Problem requirements => The full listing below is to be written out exactly.

The data =>

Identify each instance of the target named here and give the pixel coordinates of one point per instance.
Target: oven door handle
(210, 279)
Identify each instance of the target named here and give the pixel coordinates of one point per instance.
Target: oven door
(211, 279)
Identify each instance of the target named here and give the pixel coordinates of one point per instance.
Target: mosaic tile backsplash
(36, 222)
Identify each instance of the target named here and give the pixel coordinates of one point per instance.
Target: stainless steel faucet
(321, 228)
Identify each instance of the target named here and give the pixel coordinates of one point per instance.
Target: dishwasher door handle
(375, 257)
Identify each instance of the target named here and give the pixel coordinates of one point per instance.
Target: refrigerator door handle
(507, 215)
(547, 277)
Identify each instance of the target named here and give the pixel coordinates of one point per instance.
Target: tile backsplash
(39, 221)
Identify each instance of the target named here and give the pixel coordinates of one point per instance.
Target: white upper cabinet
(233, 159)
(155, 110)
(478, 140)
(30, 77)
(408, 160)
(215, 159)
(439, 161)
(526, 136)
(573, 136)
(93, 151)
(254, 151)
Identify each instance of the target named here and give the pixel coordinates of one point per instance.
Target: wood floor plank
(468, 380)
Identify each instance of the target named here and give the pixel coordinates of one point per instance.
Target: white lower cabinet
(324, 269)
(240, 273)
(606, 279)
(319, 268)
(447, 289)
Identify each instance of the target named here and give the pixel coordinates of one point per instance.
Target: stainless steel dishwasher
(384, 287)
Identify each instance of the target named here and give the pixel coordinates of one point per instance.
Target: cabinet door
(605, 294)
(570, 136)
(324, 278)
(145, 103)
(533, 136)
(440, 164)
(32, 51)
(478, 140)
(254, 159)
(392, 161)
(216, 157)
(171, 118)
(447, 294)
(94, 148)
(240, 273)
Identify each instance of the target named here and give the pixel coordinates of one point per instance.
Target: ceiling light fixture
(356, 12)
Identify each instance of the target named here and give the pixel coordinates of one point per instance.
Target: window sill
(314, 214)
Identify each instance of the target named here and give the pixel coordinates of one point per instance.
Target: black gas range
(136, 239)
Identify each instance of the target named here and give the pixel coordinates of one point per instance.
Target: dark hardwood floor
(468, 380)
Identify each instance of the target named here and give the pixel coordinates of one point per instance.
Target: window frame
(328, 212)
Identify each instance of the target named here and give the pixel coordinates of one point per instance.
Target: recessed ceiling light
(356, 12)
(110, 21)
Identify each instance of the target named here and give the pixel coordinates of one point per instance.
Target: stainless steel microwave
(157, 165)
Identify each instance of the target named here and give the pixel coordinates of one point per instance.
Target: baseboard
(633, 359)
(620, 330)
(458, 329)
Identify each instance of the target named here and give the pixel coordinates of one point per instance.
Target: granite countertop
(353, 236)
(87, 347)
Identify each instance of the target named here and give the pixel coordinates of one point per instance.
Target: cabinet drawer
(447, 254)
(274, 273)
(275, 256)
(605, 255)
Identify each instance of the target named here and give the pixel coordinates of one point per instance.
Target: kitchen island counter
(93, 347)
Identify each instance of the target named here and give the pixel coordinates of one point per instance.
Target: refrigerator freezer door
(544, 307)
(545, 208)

Response =>
Identify each instance of the target named here and give the pixel coordinates of one point per instance.
Target: oven door handle
(210, 279)
Identify each instance of the target named here and give the pixel coordinates of one point per instance.
Target: oven door
(211, 279)
Identify each instance of the target named here and give the pixel coordinates of one point per instance.
Target: mosaic tile backsplash
(36, 222)
Identify each instance of the target named here and give the pixel coordinates of one point per instance.
Target: stainless steel faucet
(321, 228)
Identify each instance of the target named here and give the pixel coordinates of one point per instance.
Target: dishwasher door handle
(375, 257)
Identify each instance of the target named here and give the pixel coordinates of one point per instance.
Target: refrigerator door handle
(507, 215)
(547, 277)
Identify each instance of the target named here and give the pixel coordinates of one point per instance.
Target: tile backsplash
(39, 221)
Identify each instance of the target named here and give the pixel coordinates of one point per instance.
Target: white upper cabinet
(233, 159)
(155, 110)
(478, 140)
(30, 77)
(408, 160)
(215, 159)
(439, 161)
(526, 136)
(573, 136)
(93, 151)
(254, 151)
Identify each instance of the target named here and give the pixel coordinates of one point per instance.
Target: wood floor plank
(468, 380)
Identify each instance of the target named here and give the pixel coordinates of one point per instance.
Target: white lower cabinet
(324, 269)
(240, 273)
(606, 279)
(319, 268)
(447, 289)
Identify each instance of the target named here and give the pixel coordinates of one point per instance.
Target: stainless steel dishwasher
(384, 287)
Identify each instance of the target named here and give the pixel coordinates of one point per instance.
Target: cabinet door
(605, 294)
(570, 136)
(324, 278)
(145, 103)
(533, 136)
(440, 164)
(32, 51)
(478, 140)
(254, 159)
(392, 161)
(216, 157)
(171, 118)
(447, 294)
(94, 148)
(240, 273)
Identify each instance of the target named here and give the pixel coordinates of one point per instance.
Target: ceiling light fixture
(356, 12)
Identify each instance of the target named here and give the pixel coordinates of one point per instance.
Target: window sill
(314, 214)
Identify each instance of the target named here and give the pixel coordinates of one point per instance.
Target: black gas range
(136, 239)
Identify each instance of the target named here and give the pixel coordinates of one point per instance.
Target: dark hardwood floor
(468, 380)
Identify each instance of the target named here and give the pixel coordinates of one point per instance.
Target: window frame
(328, 212)
Identify each instance of the target named here and give the pixel coordinates of one point per instance.
Target: recessed ceiling light
(356, 12)
(110, 21)
Identify each instance of the target named here and give the pixel coordinates of one point per instance.
Target: stainless steel microwave
(157, 165)
Identify each instance of the target named here and give the pixel coordinates of one point per instance.
Target: baseboard
(633, 359)
(620, 330)
(458, 329)
Identify each instance of the target named here and give the pixel coordinates of one point per instance.
Target: granite countertop
(353, 236)
(87, 347)
Identify each instance of the target named here and give the pixel coordinates of one point per instance.
Target: cabinet drawer
(447, 254)
(274, 273)
(275, 256)
(605, 255)
Identify each instance of the target named here and give the pixel coordinates of one point per instance.
Target: kitchen island counter
(93, 347)
Identify each instance of the target named here and give the pixel coordinates of one point per instance.
Target: refrigerator freezer door
(544, 307)
(545, 208)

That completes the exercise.